[[ INPUT DATA open ]]

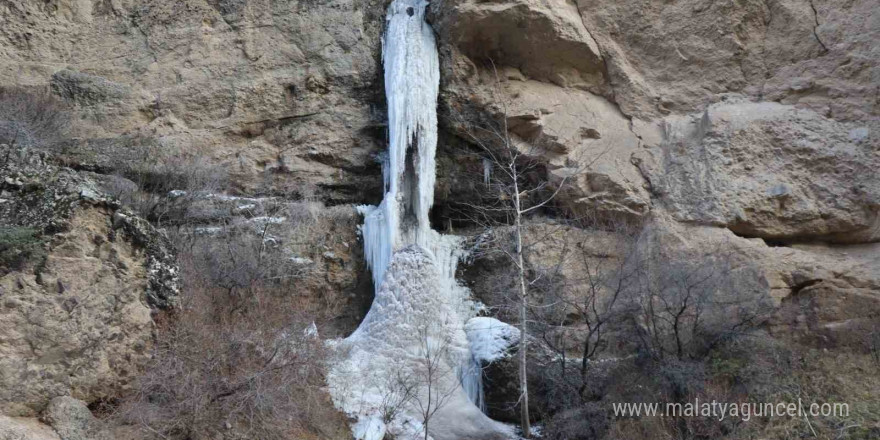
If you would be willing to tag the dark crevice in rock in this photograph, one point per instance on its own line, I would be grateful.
(799, 287)
(815, 33)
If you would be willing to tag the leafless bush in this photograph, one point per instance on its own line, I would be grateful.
(686, 305)
(241, 354)
(156, 173)
(434, 378)
(31, 118)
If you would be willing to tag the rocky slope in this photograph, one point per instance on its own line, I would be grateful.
(748, 125)
(79, 280)
(284, 94)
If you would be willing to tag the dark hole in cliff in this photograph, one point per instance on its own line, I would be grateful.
(775, 243)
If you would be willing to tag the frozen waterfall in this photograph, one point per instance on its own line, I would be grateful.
(418, 303)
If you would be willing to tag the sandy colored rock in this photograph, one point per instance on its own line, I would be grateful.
(282, 94)
(679, 57)
(70, 418)
(75, 313)
(768, 170)
(18, 428)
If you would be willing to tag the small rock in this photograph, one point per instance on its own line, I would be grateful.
(70, 417)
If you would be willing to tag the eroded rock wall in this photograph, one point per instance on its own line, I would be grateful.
(286, 95)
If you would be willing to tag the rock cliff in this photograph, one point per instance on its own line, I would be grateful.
(751, 125)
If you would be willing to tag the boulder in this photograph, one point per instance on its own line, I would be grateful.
(767, 170)
(75, 308)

[[ INPUT DATA closed ]]

__WHAT YOU ARE ASKED TO DO__
Write every line above out again exactly; pictures do not belong in the copy.

__RESULT OF THE EXERCISE__
If you would be willing to tag the dark crevice in rock in this photograph, one point per instance on its own line, I would be grateful.
(799, 287)
(815, 33)
If you would be willing to tag the leafless bush in this photograph, one point per instance on its own line, I would be grateful.
(686, 305)
(241, 354)
(156, 173)
(434, 378)
(31, 118)
If you would be willing to tag the rocky slope in this photograph, one point per instance on its own line, I would be grateful.
(748, 125)
(79, 280)
(284, 94)
If you would be willing to tag the dark hole in cliff in this photograph, one point per instance on its own line, I would be grateful.
(775, 243)
If you would be willing to tag the frozen waterfall in this photograph, one point per instance on its own line, I would be grateful.
(418, 303)
If you would be willing to tag the sandy colored rock in this photograph, one point per instance on its own line, I would be grateful.
(282, 94)
(679, 57)
(70, 418)
(75, 313)
(768, 170)
(18, 428)
If you would be willing to tag the small rock in this photograph, one point per instance on its own line, I would be grateful.
(70, 417)
If you would be willing to tag the eroded rock wall in this photograph, one point per instance on its own line, I would be grateful.
(286, 95)
If you would be willing to tag the rock cliff in this photograph, one point per instance on its own line, I would be grateful.
(751, 125)
If you would be willing to tag the boulder in this photograph, one point per instance on its own line, I would be grateful.
(767, 170)
(75, 308)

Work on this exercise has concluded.